# To do:
Your task is to print every entry below exactly as given.

# Raw data:
+===+

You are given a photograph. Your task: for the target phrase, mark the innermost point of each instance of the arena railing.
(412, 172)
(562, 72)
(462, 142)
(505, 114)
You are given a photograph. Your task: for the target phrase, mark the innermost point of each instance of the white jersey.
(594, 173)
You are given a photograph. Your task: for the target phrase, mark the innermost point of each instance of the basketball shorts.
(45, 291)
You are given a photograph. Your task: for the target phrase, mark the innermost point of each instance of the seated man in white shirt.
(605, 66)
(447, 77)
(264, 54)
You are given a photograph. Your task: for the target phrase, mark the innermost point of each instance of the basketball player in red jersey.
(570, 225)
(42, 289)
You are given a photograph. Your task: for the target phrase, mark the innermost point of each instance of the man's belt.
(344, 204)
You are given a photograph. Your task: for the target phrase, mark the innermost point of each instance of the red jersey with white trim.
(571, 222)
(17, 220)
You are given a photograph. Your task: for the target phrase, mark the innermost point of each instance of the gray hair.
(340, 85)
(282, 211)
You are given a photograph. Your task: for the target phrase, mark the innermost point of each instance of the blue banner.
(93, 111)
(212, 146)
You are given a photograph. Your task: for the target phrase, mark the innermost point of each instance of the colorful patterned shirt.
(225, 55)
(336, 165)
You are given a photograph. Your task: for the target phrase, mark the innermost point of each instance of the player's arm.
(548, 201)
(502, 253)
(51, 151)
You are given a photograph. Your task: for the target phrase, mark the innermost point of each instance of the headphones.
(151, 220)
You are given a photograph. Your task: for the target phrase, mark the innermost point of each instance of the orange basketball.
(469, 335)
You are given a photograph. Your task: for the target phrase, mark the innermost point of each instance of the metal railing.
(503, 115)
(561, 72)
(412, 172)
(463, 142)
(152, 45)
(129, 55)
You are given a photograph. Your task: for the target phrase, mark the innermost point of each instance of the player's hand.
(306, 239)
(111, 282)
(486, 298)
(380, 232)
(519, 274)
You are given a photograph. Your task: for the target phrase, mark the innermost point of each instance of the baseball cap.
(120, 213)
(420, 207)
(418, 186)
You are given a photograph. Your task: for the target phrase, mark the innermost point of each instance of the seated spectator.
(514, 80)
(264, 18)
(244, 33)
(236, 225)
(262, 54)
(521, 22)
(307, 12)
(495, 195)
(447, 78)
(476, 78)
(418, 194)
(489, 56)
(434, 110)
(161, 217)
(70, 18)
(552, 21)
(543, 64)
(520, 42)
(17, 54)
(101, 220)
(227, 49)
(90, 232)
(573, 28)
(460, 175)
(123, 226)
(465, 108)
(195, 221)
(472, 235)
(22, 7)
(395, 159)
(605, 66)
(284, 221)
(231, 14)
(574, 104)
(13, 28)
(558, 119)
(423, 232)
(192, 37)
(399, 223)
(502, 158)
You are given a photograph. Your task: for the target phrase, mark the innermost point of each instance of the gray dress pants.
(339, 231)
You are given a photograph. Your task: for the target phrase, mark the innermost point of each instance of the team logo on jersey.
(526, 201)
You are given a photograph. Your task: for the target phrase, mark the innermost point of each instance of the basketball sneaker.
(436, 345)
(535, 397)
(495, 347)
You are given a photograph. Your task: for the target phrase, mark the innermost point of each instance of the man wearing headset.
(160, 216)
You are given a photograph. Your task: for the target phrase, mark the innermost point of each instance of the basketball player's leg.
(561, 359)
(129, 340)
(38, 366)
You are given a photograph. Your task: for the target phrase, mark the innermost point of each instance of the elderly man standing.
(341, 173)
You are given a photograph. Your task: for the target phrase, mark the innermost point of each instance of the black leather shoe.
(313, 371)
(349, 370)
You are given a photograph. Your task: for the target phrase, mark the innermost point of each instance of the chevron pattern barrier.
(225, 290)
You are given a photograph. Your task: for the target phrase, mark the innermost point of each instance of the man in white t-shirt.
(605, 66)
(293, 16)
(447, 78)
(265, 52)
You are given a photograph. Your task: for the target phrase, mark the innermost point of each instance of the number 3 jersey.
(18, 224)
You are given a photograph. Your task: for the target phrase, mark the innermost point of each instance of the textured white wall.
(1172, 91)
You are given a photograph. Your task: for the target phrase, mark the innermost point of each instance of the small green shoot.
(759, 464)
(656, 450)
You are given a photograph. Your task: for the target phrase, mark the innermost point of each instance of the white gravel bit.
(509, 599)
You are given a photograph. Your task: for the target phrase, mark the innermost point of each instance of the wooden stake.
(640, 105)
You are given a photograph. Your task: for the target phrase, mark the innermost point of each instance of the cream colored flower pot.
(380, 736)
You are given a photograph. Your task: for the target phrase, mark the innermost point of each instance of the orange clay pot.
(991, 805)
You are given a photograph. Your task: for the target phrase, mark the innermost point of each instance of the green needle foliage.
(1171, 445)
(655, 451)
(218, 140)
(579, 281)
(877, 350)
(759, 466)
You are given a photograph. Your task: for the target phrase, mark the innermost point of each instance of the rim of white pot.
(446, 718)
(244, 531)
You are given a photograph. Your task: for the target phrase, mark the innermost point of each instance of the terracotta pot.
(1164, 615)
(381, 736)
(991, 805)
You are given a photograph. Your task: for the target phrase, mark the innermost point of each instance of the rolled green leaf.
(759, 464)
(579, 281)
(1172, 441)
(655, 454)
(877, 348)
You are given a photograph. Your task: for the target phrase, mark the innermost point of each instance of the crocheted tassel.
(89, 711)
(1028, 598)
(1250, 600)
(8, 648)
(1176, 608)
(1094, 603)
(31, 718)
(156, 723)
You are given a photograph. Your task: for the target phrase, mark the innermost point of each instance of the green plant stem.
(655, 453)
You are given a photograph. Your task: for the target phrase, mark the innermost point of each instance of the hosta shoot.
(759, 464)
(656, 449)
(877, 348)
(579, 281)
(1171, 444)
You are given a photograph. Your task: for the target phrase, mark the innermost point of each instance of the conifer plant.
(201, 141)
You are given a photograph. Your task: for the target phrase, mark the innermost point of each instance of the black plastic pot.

+===+

# Answer to this task:
You are given a photograph. Your task: for the target phrase, mark the innermost point of each instance of the arena railing.
(412, 172)
(562, 72)
(462, 142)
(505, 114)
You are given a photograph. Your task: for the target phrase, mark the innermost point of each instance of the white jersey.
(594, 173)
You are given a photograph. Your task: for the target phrase, mark the innermost point of each instance of the basketball shorts.
(45, 291)
You are given a photograph. Your task: for the target phrase, mark the innermost point of each instance of the seated man in white shirt.
(605, 66)
(447, 77)
(264, 54)
You are given a photograph. Your task: for the target phrase, mark the innermost point of each instance of the basketball player in red jersey.
(570, 225)
(42, 289)
You are given a photograph. Your task: for the target phrase, mark the innermost point of each instance of the man's belt.
(344, 204)
You are given a photograph. Your task: for the target phrase, mark the innermost point of each instance of the red jersey with white trim.
(571, 222)
(17, 220)
You are given a photograph. Your task: for the target phrase, mark the innermost point of each instance of the gray hair.
(340, 85)
(282, 211)
You are given a photograph. Your task: for the target phrase, mark the innermost point of each instance of the blue banner.
(93, 111)
(212, 146)
You are given a photograph. Your task: for the target phrase, mark the innermost point of each instance of the colorful patterned shirt.
(225, 55)
(336, 165)
You are given a photograph. Your task: for the target phrase, mark the innermost point of each instance of the player's arm.
(548, 201)
(502, 253)
(51, 151)
You are given a photograph. Your task: for the target phrase, mark the innermost point of each instance of the headphones.
(151, 220)
You are given a photograph. Your task: for the target phrase, mark the innermost point of each instance of the orange basketball.
(469, 335)
You are given a photograph. Your task: for the target phrase, mark the innermost point of each instance of the metal railing.
(503, 115)
(561, 72)
(412, 172)
(463, 142)
(152, 45)
(129, 55)
You are given a photograph. Your task: for the target phrase, mark the innermost point of each instance of the player's hand.
(306, 239)
(111, 282)
(486, 298)
(380, 232)
(519, 274)
You are given a photograph. Your task: for the target phrase, mark the innermost point of each instance of the baseball cap.
(120, 213)
(420, 207)
(418, 186)
You are given a photograph. Your task: for the target phrase, mark the innermost point of each instance of the seated spectator.
(514, 80)
(264, 18)
(244, 33)
(236, 225)
(262, 54)
(521, 22)
(307, 12)
(495, 195)
(447, 78)
(476, 78)
(418, 194)
(489, 56)
(434, 110)
(161, 217)
(70, 18)
(552, 21)
(543, 64)
(520, 42)
(17, 54)
(101, 220)
(227, 49)
(90, 232)
(573, 28)
(460, 175)
(123, 226)
(465, 108)
(195, 221)
(472, 235)
(22, 7)
(395, 159)
(605, 66)
(284, 221)
(231, 14)
(574, 104)
(13, 28)
(558, 119)
(423, 232)
(192, 37)
(399, 223)
(502, 158)
You are given a photograph. Your task: for the target phrase, mark the innermost point of each instance of the gray dress pants.
(339, 231)
You are given a photograph. Your task: for the target phrase, mark the innermost point of each instance of the team logo on jersey.
(526, 201)
You are given a photograph. Your task: for the target phrase, mark the innermost point of each instance of the basketball sneaker.
(436, 345)
(535, 397)
(495, 347)
You are given a photograph. Your task: for the target phrase, mark the innermost point of each instance of the man wearing headset.
(160, 216)
You are given a photograph. Your task: for the target phrase, mark the innermost point of each instance of the basketball player's leg.
(561, 359)
(129, 340)
(38, 366)
You are given a photograph. Your task: for the target phrase, mark the innermost point of each instance of the elderly man standing.
(341, 173)
You are given a photograph. Your task: for the target phrase, mark the innermost point of each instance of the black leather shoe.
(313, 371)
(349, 370)
You are given a photograph. Your task: for the target phrase, mark the innermost point of each instance of the chevron pattern barrier.
(225, 290)
You are given a photograph. Your task: for the target phrase, mark the innermost point of each instance of the man in white t-shirt.
(605, 66)
(293, 16)
(447, 78)
(265, 52)
You are given a photograph. Your task: for the target phrase, mark the innermost point of each instance of the number 3 jersey.
(18, 224)
You are given a photograph. Your task: for the target phrase, mark the innermost point of each instance of the textured white wall.
(1172, 91)
You are given a photograph. Your task: for the target phrase, mark the innermost point of each instance of the small green shoot.
(759, 464)
(656, 450)
You are given a photograph. Your task: for the target phrase, mark the innermost point of each instance of the white gravel bit.
(509, 599)
You are given a photograph. Your task: for the target phrase, mark the innermost point of each instance of the wooden stake.
(640, 105)
You are given a photograph. Your task: for the target phrase, mark the innermost point of each instance of the cream colored flower pot.
(380, 736)
You are given a photograph. Your task: for the target phrase, mark the innermost point of each instance of the orange clay pot.
(991, 805)
You are given a photograph. Your task: for the target phrase, mark the innermost point of each instance of the green needle foliage.
(1171, 445)
(655, 451)
(218, 140)
(579, 281)
(877, 350)
(759, 466)
You are given a photograph. Your task: for the target phrase, mark the innermost point of each instance of the rim of white pot.
(446, 718)
(244, 531)
You are given a photograph. Your task: for the target phrase, mark the innermost point of each instance of the terracotta pot.
(1164, 615)
(381, 736)
(991, 805)
You are given a photograph. Your task: for the target phrase, mark the innermost point of each instance of the rolled green leaf.
(759, 464)
(579, 281)
(1172, 441)
(655, 454)
(877, 348)
You are given a photograph. Your task: for the target phrase, mark the innermost point of each instance of the crocheted tassel.
(89, 711)
(1028, 598)
(1250, 600)
(8, 648)
(1176, 608)
(1094, 603)
(31, 718)
(156, 723)
You are given a photograph. Your task: for the target phrase, mark the innermost point of each instance of the green plant stem.
(655, 453)
You are given a photograph. Your task: for the target phrase, mark the innermost point of each instance of the hosta shoot.
(759, 464)
(656, 449)
(877, 348)
(579, 281)
(1171, 444)
You are given a photograph. Your task: for the target phrase, mark the innermost point of each instance of the conifer plant.
(201, 141)
You are given a photograph. Your task: for the target phrase, mark the innermost point of each instance of the black plastic pot.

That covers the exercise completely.